> Action item
Leaving out every line before the one with "Identify every instance of the bush", write out the rest of the records below exactly.

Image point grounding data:
******************************
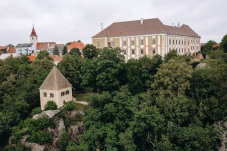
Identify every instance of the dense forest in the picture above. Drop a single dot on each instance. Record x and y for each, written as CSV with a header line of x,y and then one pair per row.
x,y
145,104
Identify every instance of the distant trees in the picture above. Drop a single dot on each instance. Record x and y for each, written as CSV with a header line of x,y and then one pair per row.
x,y
90,51
223,44
56,51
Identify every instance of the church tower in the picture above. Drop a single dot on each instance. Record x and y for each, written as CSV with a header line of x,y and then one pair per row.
x,y
33,37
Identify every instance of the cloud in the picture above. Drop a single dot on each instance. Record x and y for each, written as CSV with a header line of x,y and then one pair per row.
x,y
64,21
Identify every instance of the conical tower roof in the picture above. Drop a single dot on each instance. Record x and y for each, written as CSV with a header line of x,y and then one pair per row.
x,y
33,33
55,81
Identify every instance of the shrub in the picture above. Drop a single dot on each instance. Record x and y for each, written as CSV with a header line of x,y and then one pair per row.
x,y
35,111
69,106
51,105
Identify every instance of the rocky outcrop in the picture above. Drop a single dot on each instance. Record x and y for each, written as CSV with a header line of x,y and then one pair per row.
x,y
48,113
74,132
35,146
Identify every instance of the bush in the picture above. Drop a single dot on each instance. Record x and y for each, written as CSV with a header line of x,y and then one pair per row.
x,y
69,106
35,111
51,105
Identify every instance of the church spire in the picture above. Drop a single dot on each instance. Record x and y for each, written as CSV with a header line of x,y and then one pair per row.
x,y
33,32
******************************
> Answer to this task
Identify every instance of the bush in the picture above. Drop a single dot on each instance. Record x and y for each, written as CSV with a header line of x,y and then one pair per row.
x,y
69,106
35,111
51,105
Identify every instance of the church spire in the picture above. Drop a single dot on each instance. Record x and y for each, written as CSV with a header line of x,y and then one pair per row.
x,y
33,32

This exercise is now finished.